Selected text:
########
Each input that is read by the decompressor should be a 12-bit code corresponding to an entry in the compressor's translation dictionary. The first code in the input must represent a single character, so it can be output directly. For each additional character, the algorithm keeps track of: n, new code being read; and o, the old code that was read.

The resulting table from the decompression algorithm is exactly the same as that of the compression algorithm. For example, given the compressed version of the string:

`the/rain/in/Spain/falls/mainly/on/the/plain/`

the decompression algorithm looks the first code and outputs it, in this case a "t". It then looks at the next code, which is the code for "h". It looks up this entry in the table and outputs it, and then adds "th" as the 256th entry in the table, etc.

There is a single exception to this decompression algorithm. Suppose there is a string consisting of a string w and a character c (w + c) already defined in the table. If the input stream sees a sequence of wcwcw, the compression algorithm will produce a code before the decompressor puts it in the table.
########
Record list:

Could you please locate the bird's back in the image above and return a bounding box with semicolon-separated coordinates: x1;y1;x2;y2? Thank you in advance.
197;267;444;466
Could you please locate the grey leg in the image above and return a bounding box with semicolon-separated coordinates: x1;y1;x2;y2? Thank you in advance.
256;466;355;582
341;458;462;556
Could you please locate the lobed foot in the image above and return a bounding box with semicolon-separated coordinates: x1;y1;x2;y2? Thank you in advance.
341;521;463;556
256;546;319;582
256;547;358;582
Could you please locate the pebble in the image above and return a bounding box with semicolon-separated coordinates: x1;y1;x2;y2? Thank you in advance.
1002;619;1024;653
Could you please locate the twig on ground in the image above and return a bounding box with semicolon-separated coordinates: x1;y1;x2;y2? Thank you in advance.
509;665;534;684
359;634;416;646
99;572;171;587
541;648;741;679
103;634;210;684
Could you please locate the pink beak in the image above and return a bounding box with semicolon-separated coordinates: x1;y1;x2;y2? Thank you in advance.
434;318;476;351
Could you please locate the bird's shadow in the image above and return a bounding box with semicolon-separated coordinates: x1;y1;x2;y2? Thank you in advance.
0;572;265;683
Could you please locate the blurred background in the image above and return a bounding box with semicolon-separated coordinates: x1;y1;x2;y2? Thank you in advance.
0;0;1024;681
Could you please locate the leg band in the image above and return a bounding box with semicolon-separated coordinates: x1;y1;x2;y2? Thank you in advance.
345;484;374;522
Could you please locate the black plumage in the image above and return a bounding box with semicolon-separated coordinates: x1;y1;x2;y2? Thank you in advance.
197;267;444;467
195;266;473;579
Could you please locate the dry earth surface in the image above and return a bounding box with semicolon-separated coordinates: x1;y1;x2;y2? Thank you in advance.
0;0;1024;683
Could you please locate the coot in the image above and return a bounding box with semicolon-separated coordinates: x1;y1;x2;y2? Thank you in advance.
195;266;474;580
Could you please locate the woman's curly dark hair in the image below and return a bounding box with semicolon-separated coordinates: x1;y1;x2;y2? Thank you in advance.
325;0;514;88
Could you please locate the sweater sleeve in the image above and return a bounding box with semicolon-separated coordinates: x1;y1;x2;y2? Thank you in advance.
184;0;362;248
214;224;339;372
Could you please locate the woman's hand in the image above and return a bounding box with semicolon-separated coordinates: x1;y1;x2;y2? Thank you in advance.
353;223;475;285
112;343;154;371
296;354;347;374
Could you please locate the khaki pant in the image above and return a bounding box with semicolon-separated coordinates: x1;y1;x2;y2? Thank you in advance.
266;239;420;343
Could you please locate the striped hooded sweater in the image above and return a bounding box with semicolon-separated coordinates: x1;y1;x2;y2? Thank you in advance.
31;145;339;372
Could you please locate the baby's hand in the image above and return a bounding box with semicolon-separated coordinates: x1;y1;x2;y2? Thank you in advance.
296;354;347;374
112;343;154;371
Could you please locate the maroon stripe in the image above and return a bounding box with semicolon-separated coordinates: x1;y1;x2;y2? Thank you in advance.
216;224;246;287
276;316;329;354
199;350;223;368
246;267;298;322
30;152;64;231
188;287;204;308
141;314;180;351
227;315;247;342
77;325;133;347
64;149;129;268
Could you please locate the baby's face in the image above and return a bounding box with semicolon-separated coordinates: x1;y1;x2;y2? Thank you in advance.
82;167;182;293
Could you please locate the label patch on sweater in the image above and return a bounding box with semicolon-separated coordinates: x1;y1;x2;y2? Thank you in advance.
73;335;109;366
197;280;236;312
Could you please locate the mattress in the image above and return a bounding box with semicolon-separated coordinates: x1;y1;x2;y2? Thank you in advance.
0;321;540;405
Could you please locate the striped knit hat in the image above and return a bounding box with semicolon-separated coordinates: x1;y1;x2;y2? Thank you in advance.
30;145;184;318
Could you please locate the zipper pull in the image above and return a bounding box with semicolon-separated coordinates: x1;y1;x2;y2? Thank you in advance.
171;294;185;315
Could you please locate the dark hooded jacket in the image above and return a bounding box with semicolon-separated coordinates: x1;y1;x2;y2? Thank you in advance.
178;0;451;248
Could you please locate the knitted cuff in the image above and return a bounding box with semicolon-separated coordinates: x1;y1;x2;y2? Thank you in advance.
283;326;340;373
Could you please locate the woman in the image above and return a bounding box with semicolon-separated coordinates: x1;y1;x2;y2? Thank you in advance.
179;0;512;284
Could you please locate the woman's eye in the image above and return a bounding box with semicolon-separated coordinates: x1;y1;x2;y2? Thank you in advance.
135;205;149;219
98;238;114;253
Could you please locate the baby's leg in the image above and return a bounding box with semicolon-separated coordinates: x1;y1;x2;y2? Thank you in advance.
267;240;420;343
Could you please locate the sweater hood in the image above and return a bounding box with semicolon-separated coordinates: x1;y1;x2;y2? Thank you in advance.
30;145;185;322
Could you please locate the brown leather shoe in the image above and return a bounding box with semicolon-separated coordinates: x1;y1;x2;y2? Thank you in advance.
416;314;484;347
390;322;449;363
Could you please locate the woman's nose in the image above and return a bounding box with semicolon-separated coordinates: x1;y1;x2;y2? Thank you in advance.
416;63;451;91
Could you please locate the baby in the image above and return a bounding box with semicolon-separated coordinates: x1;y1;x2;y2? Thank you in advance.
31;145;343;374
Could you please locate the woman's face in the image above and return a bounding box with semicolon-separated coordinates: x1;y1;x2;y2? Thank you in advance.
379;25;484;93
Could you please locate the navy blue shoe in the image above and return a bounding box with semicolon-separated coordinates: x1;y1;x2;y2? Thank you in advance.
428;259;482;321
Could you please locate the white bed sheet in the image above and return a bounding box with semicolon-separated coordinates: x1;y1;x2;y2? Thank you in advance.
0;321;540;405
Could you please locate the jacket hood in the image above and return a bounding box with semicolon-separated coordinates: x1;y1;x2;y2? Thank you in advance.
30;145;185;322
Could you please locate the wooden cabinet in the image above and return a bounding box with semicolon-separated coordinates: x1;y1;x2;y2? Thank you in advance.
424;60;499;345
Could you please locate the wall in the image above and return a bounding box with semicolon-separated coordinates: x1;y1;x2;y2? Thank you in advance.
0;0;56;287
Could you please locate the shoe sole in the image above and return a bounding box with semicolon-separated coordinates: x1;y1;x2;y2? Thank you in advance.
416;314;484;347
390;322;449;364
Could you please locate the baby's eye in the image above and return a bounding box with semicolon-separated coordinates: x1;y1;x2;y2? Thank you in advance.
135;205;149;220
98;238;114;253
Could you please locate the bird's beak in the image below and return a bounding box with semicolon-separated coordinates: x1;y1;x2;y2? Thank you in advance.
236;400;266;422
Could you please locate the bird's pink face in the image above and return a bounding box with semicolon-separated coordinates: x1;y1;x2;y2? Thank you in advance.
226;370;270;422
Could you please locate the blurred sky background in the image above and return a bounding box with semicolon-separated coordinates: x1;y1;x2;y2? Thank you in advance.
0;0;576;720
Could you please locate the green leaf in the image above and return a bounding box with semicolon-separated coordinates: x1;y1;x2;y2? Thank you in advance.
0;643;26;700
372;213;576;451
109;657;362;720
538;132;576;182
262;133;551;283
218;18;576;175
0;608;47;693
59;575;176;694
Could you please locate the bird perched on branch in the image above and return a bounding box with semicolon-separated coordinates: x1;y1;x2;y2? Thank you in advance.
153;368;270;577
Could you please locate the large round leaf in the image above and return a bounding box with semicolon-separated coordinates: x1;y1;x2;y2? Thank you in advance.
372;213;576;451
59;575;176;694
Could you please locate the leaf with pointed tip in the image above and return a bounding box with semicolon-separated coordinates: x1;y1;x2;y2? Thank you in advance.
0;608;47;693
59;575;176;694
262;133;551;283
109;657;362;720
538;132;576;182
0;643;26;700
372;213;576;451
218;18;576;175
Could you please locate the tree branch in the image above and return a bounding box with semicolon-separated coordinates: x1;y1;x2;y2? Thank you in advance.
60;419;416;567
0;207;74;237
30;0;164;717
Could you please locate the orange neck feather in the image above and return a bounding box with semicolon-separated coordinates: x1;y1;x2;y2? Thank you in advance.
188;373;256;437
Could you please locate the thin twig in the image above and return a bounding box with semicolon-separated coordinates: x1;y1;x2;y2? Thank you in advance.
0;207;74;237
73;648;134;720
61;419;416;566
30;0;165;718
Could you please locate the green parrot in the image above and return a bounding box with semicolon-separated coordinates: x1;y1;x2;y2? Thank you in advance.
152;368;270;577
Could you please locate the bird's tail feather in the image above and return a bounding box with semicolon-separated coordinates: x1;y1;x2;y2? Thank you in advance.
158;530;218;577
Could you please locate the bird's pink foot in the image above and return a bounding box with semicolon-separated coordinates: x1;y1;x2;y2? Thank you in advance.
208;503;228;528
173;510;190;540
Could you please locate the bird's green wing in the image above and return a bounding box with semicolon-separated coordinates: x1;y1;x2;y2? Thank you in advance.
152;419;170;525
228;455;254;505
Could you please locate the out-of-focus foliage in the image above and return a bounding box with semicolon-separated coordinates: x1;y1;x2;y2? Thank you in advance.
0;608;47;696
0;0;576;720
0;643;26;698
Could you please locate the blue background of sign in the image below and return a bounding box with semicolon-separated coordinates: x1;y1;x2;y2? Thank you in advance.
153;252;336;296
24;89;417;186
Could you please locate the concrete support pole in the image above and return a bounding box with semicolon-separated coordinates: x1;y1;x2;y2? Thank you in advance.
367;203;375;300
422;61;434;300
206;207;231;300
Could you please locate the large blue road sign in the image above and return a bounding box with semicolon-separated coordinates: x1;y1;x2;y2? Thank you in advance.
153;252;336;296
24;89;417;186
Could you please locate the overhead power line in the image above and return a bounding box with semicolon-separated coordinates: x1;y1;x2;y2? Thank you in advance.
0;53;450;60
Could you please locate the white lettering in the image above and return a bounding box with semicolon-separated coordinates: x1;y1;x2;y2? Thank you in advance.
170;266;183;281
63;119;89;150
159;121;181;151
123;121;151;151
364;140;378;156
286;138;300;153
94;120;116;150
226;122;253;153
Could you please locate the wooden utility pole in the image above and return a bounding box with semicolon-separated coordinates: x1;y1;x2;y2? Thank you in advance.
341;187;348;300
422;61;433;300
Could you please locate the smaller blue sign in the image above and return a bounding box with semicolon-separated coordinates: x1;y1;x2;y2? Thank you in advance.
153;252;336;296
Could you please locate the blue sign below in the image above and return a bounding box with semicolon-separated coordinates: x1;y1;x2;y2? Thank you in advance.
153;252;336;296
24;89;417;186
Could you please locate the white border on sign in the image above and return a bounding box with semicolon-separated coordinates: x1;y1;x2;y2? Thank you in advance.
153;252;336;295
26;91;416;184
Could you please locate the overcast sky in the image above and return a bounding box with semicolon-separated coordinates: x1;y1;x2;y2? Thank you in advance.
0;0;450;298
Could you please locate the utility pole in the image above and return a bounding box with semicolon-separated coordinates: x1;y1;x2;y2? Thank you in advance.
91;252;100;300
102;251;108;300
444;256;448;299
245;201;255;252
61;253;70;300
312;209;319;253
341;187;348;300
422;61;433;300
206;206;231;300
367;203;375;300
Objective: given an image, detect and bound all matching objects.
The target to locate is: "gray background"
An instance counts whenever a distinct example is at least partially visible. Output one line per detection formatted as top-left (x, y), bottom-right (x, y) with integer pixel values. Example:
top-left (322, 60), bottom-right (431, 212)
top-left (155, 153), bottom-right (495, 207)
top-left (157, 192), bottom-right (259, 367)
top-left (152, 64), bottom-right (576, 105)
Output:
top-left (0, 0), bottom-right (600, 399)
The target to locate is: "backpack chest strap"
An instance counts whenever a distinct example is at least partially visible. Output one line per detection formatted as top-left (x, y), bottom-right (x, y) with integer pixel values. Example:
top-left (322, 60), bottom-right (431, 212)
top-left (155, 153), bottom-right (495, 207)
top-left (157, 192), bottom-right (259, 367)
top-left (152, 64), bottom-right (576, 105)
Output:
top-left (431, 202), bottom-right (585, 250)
########
List of tasks:
- A) From the decompression passage, extract the part starting with "the decompression algorithm looks" and going on through "it in the table.".
- B) List each distinct word in the slash-separated example string from the decompression passage, giving repeated words only once.
- C) Proceed with the decompression passage, picking up after its final sentence.
The listing is separate material and has nothing to do with the decompression passage.

Outputs in order:
- A)
the decompression algorithm looks the first code and outputs it, in this case a "t". It then looks at the next code, which is the code for "h". It looks up this entry in the table and outputs it, and then adds "th" as the 256th entry in the table, etc.

There is a single exception to this decompression algorithm. Suppose there is a string consisting of a string w and a character c (w + c) already defined in the table. If the input stream sees a sequence of wcwcw, the compression algorithm will produce a code before the decompressor puts it in the table.

- B) the, rain, in, Spain, falls, mainly, on, plain

- C)
Suppose the string RICKD is defined in the table. Somewhere later in the input, the sequence RICKDRICKDRICK appears. The compression will add an entry (say, entry 500) to the table mapping to the sequence RICKDR. The new string will start with R, and eventually the compressor will add the sequence RICKDRI to the table as entry 501. The problem is that the decompression algorithm as listed will read code 500 and attempt to look it up in the table before adding it.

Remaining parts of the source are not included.